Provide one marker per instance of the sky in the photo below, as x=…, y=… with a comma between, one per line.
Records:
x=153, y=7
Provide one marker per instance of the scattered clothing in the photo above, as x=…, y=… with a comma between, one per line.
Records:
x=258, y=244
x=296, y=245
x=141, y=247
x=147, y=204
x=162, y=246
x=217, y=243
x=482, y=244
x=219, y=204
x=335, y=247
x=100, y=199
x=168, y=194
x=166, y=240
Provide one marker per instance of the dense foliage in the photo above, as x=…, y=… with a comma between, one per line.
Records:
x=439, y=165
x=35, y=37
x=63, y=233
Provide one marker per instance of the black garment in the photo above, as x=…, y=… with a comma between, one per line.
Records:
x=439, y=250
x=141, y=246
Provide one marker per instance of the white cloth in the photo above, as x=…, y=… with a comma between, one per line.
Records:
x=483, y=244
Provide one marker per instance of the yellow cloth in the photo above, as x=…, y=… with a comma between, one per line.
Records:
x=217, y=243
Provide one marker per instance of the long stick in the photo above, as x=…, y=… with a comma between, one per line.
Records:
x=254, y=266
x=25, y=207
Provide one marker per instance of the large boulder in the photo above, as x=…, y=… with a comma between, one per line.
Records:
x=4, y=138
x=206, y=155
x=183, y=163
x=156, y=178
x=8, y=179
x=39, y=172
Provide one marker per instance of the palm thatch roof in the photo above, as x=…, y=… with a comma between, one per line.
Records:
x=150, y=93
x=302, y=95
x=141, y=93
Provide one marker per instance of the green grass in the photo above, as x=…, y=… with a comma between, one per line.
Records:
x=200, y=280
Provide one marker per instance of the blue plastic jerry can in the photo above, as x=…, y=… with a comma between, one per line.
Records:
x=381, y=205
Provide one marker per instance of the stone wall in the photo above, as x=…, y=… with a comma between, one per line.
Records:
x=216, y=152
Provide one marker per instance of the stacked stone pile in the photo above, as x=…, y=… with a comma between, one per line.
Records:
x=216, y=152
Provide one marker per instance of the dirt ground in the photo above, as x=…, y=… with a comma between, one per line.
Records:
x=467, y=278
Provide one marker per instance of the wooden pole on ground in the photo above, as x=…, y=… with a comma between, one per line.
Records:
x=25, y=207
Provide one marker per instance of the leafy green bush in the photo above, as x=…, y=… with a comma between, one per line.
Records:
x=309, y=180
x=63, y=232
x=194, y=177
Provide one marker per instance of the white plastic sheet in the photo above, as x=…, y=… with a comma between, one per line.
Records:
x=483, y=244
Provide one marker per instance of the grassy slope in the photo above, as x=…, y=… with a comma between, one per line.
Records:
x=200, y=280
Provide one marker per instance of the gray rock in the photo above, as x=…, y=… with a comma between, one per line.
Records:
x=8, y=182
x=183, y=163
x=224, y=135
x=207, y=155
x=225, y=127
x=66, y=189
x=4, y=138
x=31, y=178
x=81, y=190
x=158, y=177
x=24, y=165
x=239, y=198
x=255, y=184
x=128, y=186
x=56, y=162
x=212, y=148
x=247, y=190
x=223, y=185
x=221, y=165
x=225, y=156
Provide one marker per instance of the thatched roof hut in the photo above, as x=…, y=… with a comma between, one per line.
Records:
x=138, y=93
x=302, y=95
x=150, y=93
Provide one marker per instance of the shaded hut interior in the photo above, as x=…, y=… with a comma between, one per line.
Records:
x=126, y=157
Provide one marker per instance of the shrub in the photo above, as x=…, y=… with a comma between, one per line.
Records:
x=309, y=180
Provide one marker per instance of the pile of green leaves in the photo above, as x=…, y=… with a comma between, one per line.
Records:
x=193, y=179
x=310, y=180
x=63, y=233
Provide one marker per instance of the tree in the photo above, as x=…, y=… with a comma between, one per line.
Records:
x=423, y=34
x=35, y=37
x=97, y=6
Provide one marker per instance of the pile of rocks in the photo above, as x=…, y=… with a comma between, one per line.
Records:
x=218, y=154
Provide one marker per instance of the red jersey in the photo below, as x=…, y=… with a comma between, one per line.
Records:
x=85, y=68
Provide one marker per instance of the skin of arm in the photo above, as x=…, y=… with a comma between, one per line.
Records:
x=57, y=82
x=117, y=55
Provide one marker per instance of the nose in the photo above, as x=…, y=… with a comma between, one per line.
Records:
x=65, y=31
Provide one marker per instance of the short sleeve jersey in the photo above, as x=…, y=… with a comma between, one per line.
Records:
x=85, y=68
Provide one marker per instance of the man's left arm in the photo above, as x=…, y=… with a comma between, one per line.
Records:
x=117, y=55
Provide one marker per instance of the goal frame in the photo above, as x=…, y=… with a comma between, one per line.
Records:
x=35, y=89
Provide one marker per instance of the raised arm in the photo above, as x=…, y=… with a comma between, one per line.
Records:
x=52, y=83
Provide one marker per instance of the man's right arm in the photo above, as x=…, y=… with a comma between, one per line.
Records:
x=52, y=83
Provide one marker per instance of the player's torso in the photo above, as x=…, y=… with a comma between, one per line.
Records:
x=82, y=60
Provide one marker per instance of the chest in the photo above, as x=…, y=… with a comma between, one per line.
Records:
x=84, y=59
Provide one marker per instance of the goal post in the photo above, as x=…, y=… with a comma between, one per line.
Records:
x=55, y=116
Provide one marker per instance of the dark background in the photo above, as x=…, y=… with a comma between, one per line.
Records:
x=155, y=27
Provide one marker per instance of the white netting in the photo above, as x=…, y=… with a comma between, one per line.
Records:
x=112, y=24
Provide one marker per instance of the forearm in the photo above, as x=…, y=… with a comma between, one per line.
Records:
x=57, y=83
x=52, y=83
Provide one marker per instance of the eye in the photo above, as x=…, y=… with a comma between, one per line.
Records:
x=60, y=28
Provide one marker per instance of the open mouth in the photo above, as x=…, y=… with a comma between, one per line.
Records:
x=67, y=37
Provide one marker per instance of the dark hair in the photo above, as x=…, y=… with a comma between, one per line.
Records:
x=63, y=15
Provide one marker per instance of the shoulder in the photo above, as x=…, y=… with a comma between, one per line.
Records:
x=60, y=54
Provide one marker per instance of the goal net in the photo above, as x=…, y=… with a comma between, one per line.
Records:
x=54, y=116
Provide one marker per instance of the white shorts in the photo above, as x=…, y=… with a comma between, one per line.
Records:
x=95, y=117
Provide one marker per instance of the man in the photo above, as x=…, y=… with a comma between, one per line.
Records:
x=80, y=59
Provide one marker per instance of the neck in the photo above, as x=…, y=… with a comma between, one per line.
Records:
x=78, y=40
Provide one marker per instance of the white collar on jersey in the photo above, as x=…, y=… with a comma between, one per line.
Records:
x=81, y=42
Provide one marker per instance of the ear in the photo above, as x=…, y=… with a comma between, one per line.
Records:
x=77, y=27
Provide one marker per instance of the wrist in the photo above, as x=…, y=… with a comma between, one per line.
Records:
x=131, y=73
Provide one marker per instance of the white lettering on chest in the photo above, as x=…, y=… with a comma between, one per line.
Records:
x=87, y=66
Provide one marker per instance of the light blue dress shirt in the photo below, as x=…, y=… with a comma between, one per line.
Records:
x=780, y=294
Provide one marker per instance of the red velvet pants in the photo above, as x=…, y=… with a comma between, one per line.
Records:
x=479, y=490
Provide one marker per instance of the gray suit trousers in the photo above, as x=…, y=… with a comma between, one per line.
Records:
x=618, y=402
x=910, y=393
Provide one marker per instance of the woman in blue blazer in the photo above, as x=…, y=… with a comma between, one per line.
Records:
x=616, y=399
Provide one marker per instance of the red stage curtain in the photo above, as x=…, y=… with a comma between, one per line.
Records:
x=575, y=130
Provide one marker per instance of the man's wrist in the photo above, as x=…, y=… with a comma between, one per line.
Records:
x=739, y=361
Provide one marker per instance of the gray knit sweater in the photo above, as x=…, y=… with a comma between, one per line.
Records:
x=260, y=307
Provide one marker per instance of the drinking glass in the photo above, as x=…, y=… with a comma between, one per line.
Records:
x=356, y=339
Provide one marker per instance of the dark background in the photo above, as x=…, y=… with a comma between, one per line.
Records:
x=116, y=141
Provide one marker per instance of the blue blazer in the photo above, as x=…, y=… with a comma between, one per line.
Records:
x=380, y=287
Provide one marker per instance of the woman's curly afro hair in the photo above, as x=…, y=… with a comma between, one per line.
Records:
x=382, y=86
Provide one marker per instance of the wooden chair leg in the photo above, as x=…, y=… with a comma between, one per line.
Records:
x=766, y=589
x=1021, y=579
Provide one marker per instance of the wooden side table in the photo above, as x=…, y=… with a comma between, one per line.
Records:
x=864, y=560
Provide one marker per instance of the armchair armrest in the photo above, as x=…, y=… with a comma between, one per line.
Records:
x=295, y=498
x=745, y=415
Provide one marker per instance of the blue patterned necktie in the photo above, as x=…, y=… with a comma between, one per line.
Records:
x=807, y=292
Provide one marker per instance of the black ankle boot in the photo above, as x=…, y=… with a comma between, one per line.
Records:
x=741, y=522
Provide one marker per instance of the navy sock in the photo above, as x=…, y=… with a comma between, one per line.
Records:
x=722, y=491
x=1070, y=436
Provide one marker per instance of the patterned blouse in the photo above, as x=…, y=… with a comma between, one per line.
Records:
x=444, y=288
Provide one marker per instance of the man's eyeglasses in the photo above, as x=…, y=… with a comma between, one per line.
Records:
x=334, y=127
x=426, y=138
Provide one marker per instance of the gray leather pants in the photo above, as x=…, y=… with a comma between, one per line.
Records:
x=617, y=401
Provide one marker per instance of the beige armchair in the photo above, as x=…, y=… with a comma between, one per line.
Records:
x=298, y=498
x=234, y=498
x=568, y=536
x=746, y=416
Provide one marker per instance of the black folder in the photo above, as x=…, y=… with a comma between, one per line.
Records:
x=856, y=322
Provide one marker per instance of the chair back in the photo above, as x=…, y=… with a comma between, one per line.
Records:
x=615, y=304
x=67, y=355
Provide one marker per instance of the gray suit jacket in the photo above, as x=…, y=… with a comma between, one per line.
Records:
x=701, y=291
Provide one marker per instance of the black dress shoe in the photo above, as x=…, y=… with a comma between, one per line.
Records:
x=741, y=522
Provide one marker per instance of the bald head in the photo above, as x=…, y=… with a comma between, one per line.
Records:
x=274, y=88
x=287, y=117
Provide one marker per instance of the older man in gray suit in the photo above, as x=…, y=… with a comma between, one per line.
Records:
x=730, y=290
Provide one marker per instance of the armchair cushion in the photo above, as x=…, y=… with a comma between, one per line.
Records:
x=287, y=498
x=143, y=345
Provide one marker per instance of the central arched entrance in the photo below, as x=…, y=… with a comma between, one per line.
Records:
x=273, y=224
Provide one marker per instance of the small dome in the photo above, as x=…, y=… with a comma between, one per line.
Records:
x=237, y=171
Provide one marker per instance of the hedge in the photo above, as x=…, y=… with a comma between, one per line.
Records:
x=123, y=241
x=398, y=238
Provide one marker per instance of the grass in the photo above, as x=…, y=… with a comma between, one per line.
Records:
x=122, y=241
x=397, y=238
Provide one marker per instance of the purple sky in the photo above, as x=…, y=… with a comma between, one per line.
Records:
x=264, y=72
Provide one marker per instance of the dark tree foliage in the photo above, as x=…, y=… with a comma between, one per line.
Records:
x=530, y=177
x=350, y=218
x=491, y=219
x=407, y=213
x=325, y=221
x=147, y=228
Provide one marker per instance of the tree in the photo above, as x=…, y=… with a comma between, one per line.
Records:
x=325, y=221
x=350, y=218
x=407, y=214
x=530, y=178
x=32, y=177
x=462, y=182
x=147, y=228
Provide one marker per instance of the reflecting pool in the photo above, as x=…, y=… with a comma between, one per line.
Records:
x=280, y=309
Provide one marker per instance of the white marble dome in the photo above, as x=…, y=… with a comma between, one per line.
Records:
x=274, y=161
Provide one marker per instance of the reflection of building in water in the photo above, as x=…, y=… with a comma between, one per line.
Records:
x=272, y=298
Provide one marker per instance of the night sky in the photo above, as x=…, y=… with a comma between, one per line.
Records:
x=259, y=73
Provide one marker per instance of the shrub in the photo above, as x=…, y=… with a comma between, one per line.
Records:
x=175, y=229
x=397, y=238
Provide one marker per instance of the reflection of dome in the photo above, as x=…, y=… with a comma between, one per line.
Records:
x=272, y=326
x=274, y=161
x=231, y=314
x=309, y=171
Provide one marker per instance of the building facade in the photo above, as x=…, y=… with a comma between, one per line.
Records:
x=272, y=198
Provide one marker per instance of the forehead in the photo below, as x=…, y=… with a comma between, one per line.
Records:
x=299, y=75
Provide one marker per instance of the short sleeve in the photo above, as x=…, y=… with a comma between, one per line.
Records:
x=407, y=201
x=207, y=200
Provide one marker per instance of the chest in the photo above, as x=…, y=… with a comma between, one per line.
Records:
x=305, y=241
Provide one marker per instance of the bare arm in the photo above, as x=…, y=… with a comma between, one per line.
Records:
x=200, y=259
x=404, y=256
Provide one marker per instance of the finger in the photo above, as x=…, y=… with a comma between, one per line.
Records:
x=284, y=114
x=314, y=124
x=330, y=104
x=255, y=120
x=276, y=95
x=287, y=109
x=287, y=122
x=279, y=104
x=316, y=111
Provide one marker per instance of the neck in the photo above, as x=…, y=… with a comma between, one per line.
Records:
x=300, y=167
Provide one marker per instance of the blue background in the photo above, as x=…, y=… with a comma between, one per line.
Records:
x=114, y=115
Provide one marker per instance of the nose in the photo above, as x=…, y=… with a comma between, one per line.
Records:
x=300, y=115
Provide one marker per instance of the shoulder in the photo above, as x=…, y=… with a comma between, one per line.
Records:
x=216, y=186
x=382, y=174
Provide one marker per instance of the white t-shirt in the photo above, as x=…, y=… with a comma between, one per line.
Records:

> [Your goal]
Extract every line containing the string "dome" from the data above.

> [Expected answer]
Provide one marker per instance of the small dome in the photo above, as x=…, y=… with a comma between, one per line.
Provide one marker per instance of the white marble dome in the photo above, as x=…, y=… with a comma between, one per line.
Provide one marker per instance of the reflection of dome in the photo above, as x=…, y=… with a comma between, one per line.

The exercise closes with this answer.